Dataset records
****
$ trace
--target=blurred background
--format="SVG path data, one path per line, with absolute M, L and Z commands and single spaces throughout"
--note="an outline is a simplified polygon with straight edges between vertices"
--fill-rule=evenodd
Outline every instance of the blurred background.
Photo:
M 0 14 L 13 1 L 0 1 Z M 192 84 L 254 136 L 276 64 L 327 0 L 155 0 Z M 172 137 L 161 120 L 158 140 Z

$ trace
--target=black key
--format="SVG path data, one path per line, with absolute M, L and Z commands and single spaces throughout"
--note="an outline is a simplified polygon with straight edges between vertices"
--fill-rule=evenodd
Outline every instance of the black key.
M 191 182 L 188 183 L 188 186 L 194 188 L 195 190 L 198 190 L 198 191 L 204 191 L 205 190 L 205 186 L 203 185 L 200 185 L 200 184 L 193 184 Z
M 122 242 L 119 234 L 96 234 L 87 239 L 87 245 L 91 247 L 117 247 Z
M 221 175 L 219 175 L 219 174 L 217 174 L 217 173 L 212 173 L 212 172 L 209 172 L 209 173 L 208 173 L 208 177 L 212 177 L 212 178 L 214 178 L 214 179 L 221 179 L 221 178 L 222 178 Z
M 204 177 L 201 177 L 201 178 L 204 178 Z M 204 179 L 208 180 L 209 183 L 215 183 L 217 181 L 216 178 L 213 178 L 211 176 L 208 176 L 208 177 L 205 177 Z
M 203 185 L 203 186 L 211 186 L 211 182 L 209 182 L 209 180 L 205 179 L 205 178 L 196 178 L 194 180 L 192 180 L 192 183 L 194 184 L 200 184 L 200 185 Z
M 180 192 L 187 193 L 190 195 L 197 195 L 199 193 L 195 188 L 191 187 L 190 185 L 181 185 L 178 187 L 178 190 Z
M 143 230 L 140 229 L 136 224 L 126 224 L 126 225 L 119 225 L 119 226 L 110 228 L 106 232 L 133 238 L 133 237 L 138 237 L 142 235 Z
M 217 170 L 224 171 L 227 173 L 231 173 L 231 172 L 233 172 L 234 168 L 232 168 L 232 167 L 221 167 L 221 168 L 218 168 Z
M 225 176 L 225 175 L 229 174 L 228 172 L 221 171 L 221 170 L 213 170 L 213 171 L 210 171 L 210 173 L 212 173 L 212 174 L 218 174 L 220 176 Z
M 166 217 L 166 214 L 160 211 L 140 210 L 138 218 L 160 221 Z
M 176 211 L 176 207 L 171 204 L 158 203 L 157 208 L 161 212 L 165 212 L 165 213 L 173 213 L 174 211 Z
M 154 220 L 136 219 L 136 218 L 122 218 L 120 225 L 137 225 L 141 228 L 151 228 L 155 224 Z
****
> Task directions: Revise the lines above by changing "Outline every instance" to "Mark every instance" everywhere it occurs, leaving everything else as it is.

> Answer:
$ trace
--target=blurred background
--format="SVG path data, one path per line, with absolute M, L and Z commands and single spaces throughout"
--note="an outline is a simplified polygon with straight edges between vertices"
--fill-rule=evenodd
Mark every instance of the blurred background.
Photo:
M 0 14 L 13 1 L 0 1 Z M 192 84 L 254 136 L 276 64 L 327 0 L 155 0 Z M 172 137 L 161 120 L 158 140 Z

$ trace
--target=black key
--format="SVG path data, one path per line, with absolute M, L and Z commands and single spaces throughout"
--note="an outline is a simplified polygon with straight edges between vertices"
--fill-rule=evenodd
Mark every instance of the black key.
M 191 182 L 188 183 L 188 186 L 194 188 L 195 190 L 198 190 L 198 191 L 204 191 L 205 190 L 205 186 L 203 185 L 200 185 L 200 184 L 193 184 Z
M 122 242 L 119 234 L 96 234 L 87 239 L 87 245 L 91 247 L 117 247 Z
M 221 175 L 219 175 L 219 174 L 217 174 L 217 173 L 212 173 L 212 172 L 209 172 L 209 173 L 208 173 L 208 177 L 212 177 L 212 178 L 214 178 L 214 179 L 221 179 L 221 178 L 222 178 Z
M 204 177 L 201 177 L 201 178 L 204 178 Z M 204 179 L 208 180 L 209 183 L 215 183 L 217 181 L 216 178 L 213 178 L 211 176 L 208 176 L 208 177 L 205 177 Z
M 203 185 L 203 186 L 211 186 L 211 182 L 209 182 L 209 180 L 205 179 L 205 178 L 196 178 L 194 180 L 192 180 L 192 183 L 194 184 L 200 184 L 200 185 Z
M 180 192 L 187 193 L 190 195 L 197 195 L 199 193 L 195 188 L 191 187 L 190 185 L 181 185 L 178 187 L 178 190 Z
M 143 230 L 140 229 L 136 224 L 126 224 L 126 225 L 119 225 L 119 226 L 110 228 L 106 232 L 133 238 L 133 237 L 138 237 L 142 235 Z
M 217 170 L 224 171 L 227 173 L 231 173 L 231 172 L 233 172 L 234 168 L 232 168 L 232 167 L 221 167 L 221 168 L 218 168 Z
M 225 176 L 225 175 L 229 174 L 228 172 L 221 171 L 221 170 L 213 170 L 213 171 L 210 171 L 210 173 L 212 173 L 212 174 L 218 174 L 220 176 Z
M 166 217 L 166 214 L 160 211 L 140 210 L 138 218 L 160 221 Z
M 176 211 L 176 207 L 171 204 L 158 203 L 157 208 L 161 212 L 165 212 L 165 213 L 173 213 L 174 211 Z
M 154 220 L 136 219 L 136 218 L 122 218 L 120 225 L 137 225 L 141 228 L 151 228 L 155 224 Z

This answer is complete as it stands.